* **TASK STATEMENT**
Reproduce word for word everything in the passage on R&D tax credits for fabricators from "The R&D tax credit is" down to "thinking is flawed.".

*** Opening of DOCUMENT SEGMENT ***

Fabricators who design or develop processes to manufacture parts may qualify for an R&D tax credit

Many fab shop activities can qualify for the R&D tax credit.

John Madsen, vice president/manufacturing practice leader for Black Line Group, says that many of the activities involved in preparing for a new job to hit the shop floor can qualify for the R&D tax credit. Perawit Boonchu/Getty Images

The R&D tax credit is a tool that many manufacturers and metal fabricators might have heard about but, frankly, rarely use. The thinking is logical: “We don’t have an R&D department.” But that thinking is flawed.

*** Close of DOCUMENT SEGMENT ***
*** Opening of LISTED ENTRIES ***

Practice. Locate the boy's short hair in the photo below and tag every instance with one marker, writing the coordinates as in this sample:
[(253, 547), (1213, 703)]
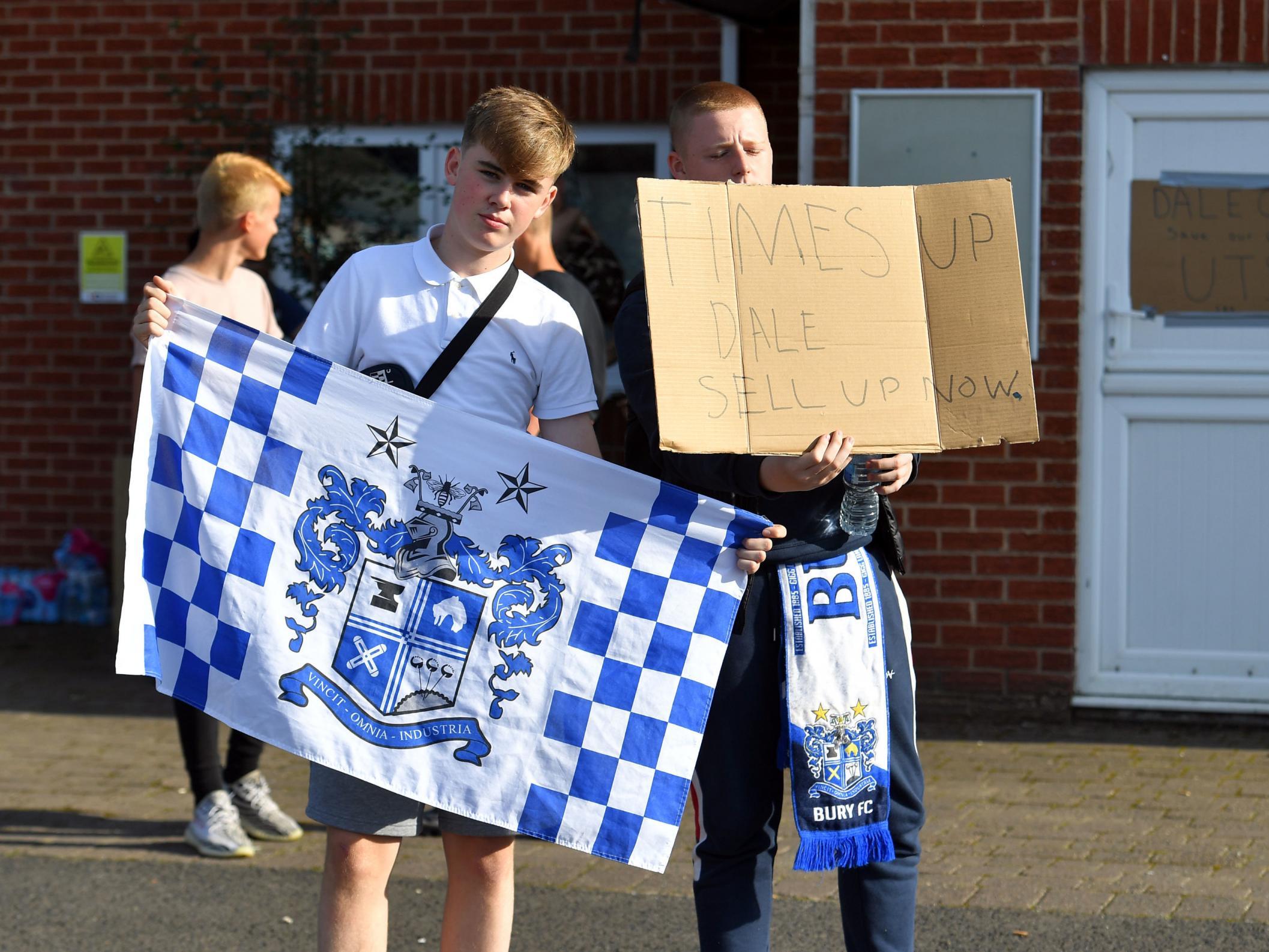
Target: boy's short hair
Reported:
[(715, 97), (525, 131), (234, 184)]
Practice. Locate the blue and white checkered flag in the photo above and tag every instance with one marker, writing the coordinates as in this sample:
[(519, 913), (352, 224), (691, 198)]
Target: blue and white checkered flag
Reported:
[(421, 598)]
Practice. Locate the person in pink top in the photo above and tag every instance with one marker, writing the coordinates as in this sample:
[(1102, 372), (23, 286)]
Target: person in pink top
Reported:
[(239, 198)]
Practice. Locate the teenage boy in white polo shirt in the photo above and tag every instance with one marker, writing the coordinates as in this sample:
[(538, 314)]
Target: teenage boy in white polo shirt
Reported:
[(399, 306), (390, 312)]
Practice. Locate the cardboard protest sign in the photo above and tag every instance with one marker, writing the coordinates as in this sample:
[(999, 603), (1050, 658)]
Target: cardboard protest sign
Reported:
[(780, 313), (1199, 249)]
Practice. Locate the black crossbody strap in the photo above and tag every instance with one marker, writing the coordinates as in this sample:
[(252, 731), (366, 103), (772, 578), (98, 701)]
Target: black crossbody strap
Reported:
[(465, 338)]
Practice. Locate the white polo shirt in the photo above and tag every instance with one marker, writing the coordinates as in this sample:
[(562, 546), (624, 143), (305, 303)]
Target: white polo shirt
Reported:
[(403, 305)]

*** Close of LISTED ENTRIES ***

* **ANSWER TO THE EXERCISE**
The R&D tax credit is a tool that many manufacturers and metal fabricators might have heard about but, frankly, rarely use. The thinking is logical: “We don’t have an R&D department.” But that thinking is flawed.